— START Records to use —

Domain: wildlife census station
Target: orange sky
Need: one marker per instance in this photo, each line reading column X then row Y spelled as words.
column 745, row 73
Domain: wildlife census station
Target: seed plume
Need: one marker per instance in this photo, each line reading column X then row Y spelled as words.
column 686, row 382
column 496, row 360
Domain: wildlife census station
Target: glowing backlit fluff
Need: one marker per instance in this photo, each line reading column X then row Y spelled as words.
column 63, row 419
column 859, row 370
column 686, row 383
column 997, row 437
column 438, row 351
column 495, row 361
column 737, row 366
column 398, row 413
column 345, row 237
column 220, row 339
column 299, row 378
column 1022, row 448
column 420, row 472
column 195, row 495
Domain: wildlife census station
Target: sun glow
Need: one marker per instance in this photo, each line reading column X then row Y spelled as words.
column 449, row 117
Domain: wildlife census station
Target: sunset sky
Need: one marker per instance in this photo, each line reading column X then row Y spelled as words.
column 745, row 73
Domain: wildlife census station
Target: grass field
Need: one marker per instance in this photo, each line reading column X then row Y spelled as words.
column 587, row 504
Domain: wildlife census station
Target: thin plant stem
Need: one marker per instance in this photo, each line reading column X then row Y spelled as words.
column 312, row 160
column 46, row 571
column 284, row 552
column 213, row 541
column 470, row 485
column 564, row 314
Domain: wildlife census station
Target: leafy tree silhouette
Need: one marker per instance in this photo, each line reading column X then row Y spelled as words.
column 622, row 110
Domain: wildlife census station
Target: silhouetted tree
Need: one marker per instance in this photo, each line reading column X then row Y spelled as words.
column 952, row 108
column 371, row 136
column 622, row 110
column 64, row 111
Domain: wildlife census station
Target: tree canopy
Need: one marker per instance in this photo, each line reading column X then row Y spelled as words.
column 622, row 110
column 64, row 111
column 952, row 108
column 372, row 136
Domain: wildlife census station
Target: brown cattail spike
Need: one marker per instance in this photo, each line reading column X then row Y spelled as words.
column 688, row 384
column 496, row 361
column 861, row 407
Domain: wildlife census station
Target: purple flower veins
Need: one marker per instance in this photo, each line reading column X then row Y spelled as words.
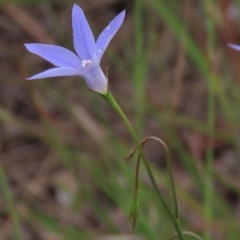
column 87, row 63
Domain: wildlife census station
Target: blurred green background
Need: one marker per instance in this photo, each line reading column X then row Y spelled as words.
column 62, row 168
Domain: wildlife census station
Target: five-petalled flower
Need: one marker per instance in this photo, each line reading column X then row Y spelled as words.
column 87, row 63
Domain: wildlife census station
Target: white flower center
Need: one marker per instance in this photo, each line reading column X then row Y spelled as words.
column 86, row 63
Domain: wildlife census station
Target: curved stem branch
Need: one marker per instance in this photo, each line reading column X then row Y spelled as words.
column 110, row 99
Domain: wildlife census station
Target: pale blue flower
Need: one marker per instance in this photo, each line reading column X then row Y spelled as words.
column 87, row 63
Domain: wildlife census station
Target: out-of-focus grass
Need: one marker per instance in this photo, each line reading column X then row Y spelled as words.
column 81, row 187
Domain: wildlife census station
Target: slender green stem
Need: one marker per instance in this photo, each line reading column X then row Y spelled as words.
column 139, row 68
column 169, row 164
column 8, row 196
column 110, row 99
column 208, row 190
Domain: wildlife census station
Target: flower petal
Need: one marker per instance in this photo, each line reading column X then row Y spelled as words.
column 59, row 56
column 84, row 42
column 96, row 80
column 236, row 47
column 56, row 72
column 108, row 33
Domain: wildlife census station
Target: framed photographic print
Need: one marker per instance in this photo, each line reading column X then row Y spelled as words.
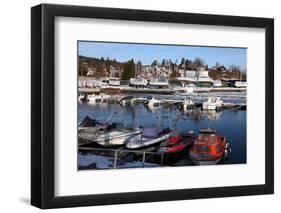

— END Records to use —

- Task to complete
Repeat all of the records above word for word, leaving out the pictures.

- Exercise result
Domain: wildlife census station
Target: orange sky
Need: one marker per instance in this photo, each line reading column X then row Y spelled as words.
column 745, row 73
Domain: wildlife census station
Target: seed plume
Need: one marker per instance in this photo, each line reading column X then row Y spelled as words.
column 686, row 382
column 496, row 360
Domain: wildlife census station
Target: glowing backlit fluff
Need: one marker per instance in this photo, each line reading column X then row Y spelled as words.
column 63, row 419
column 859, row 370
column 686, row 383
column 997, row 437
column 438, row 351
column 495, row 361
column 737, row 366
column 398, row 413
column 345, row 237
column 220, row 339
column 299, row 378
column 1022, row 448
column 420, row 472
column 195, row 495
Domain: wildlife census station
Target: sun glow
Need: one marker per instance in this photo, each line reading column X then row Y spelled as words.
column 449, row 117
Domain: wildlife census station
Target: sunset sky
Need: one marker per instance in this photo, each line reading column X then row Y spelled as words.
column 745, row 73
Domain: wildlife census station
Target: grass field
Need: one marker per instance in this photo, each line reading column X then row Y spelled as words.
column 587, row 504
Domain: wildlife census station
Target: thin plant stem
Need: one marker per instance in this photo, each line reading column X then row Y spelled as words.
column 312, row 160
column 46, row 571
column 284, row 552
column 213, row 541
column 470, row 485
column 564, row 314
Domain: wildlife census station
Target: leafy tree silhouette
Need: one marker per instance in this photo, each line reading column X then row Y spelled as words.
column 622, row 110
Domain: wildlife census station
Target: silhouetted tree
Need: one marker per instance in this photo, each line reading column X then row Y spelled as words.
column 952, row 108
column 371, row 136
column 622, row 110
column 64, row 111
Domain: wildlife census station
Target: tree canopy
Need: one marker per instance in this photo, each line reading column X then row Y spelled as words.
column 622, row 110
column 64, row 111
column 952, row 108
column 372, row 136
Domain: wildlife census station
Target: brown cattail spike
Need: one marker per instance in this photo, each line reading column X then row Y spelled as words.
column 688, row 384
column 496, row 361
column 861, row 407
Domain: wildlife census station
Target: purple flower veins
Need: one marker per instance in this photo, each line reading column X then row Y spelled as words.
column 87, row 63
Domain: wildlife census station
Target: blurred green background
Need: one marker per instance in this photo, each line reading column X then row Y spelled as words.
column 62, row 168
Domain: wildlife census station
Target: five-petalled flower
Need: one marker per instance in this photo, each line reading column X then row Y spelled as words.
column 87, row 63
Domain: wildlife census station
Target: white flower center
Need: one marker per instance in this photo, each line reading column X then row Y spelled as words.
column 86, row 63
Domain: wildlife census station
Target: curved stem branch
Need: one marker per instance in this photo, each line reading column X then row Y spelled as words.
column 110, row 99
Domain: wildlife census station
Target: pale blue flower
Need: one marker per instance in this photo, each line reading column X then row Y spelled as words.
column 87, row 63
Domain: wildlife census station
Target: out-of-focus grass
Need: one marker per instance in this photo, each line reading column X then row Y spelled as words.
column 81, row 187
Domain: wildlife census station
Target: slender green stem
Need: one marker per instance in this photo, each line reading column X then row Y spelled as words.
column 139, row 68
column 169, row 164
column 8, row 196
column 110, row 99
column 208, row 190
Domain: wildlife census station
Target: flower petal
Need: one marker per instance in this photo, each line reading column X then row Y spelled as words.
column 59, row 56
column 84, row 42
column 96, row 80
column 236, row 47
column 56, row 72
column 108, row 33
Domain: wildlife census station
Target: framed photographic print
Need: one marker per instance in this photo, each line reading column X then row Y spelled as words.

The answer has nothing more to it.